ASSIGNED TASK: Beginning with the line that mentions "Query: gray plumage", reproduce every line through the last line of the entries, exactly, and only those.

RECORD EXTRACTS:
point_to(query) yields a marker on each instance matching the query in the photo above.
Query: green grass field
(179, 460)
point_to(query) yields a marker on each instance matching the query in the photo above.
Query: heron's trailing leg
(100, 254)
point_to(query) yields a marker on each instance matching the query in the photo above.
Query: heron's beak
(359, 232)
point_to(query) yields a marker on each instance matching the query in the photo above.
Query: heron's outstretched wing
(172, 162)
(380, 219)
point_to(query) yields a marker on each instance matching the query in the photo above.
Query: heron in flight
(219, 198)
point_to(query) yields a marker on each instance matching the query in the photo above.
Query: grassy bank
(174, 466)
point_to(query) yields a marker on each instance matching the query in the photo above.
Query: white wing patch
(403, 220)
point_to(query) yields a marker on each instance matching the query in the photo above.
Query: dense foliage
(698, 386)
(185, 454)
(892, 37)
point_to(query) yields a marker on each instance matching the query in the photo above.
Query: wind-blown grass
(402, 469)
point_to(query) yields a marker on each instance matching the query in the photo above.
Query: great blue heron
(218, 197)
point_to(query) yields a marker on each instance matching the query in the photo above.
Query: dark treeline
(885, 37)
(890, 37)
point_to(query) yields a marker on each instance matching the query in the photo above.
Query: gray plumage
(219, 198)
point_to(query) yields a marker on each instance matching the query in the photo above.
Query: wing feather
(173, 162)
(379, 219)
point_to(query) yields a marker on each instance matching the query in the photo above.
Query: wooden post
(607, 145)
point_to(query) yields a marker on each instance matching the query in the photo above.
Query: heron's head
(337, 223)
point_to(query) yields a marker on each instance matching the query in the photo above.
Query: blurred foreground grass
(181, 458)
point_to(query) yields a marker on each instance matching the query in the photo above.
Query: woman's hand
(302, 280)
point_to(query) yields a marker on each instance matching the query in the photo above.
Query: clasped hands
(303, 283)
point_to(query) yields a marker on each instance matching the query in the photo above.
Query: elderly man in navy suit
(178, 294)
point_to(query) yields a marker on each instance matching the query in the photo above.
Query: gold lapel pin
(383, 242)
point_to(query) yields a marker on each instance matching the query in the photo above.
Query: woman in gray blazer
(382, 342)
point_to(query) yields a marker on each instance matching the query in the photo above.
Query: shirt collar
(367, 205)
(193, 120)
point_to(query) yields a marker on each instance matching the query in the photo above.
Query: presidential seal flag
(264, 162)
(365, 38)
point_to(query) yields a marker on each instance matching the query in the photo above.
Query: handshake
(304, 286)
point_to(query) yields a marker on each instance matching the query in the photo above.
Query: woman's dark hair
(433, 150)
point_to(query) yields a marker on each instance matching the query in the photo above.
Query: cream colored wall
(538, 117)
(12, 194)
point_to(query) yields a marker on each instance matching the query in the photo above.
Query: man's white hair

YOUR RESPONSE:
Query: gray plumage
(219, 198)
point_to(query) yields a marker on each instance matching the query in the photo above.
Query: wing feather
(173, 162)
(379, 219)
point_to(query) yields a marker on each instance matching the query in the photo above.
Query: wooden post
(607, 145)
point_to(query) yields a marker on each instance matching the query in the photo above.
Query: heron's head
(337, 223)
point_to(query) yields a marker on each instance matching the query in the photo above.
Query: blurred foreground grass
(181, 458)
point_to(query) yields a marker on each instance matching the query in the photo above.
Query: woman's hand
(302, 280)
point_to(query) yields a marker on each instance matching the query in the photo above.
Query: clasped hands
(303, 283)
point_to(query) yields a marker on each instance matching the query in the photo above.
Query: elderly man in navy suit
(178, 294)
point_to(query) yields a marker on each instance matching the query in the photo above.
Query: gold lapel pin
(383, 242)
point_to(query) yields a marker on each instance matching the query in the photo above.
Query: woman in gray blazer
(382, 342)
point_to(query) yields a marker on each instance matching the query in the photo above.
Query: shirt collar
(367, 205)
(193, 120)
point_to(query) yields a marker on each instance matching the query in the photo above.
Query: presidential seal flag
(264, 162)
(365, 38)
point_to(query) yields a marker on each instance matching the query in the photo above.
Query: handshake
(304, 286)
point_to(query) yields a marker on each instance matching the query in the photo above.
Query: woman's dark hair
(433, 150)
point_to(query) yields a marker on each instance matching the query in the photo above.
Query: cream colored wall
(538, 117)
(12, 194)
point_to(query) yields a marker on each instance matching the query in the photo above.
Query: man's white hair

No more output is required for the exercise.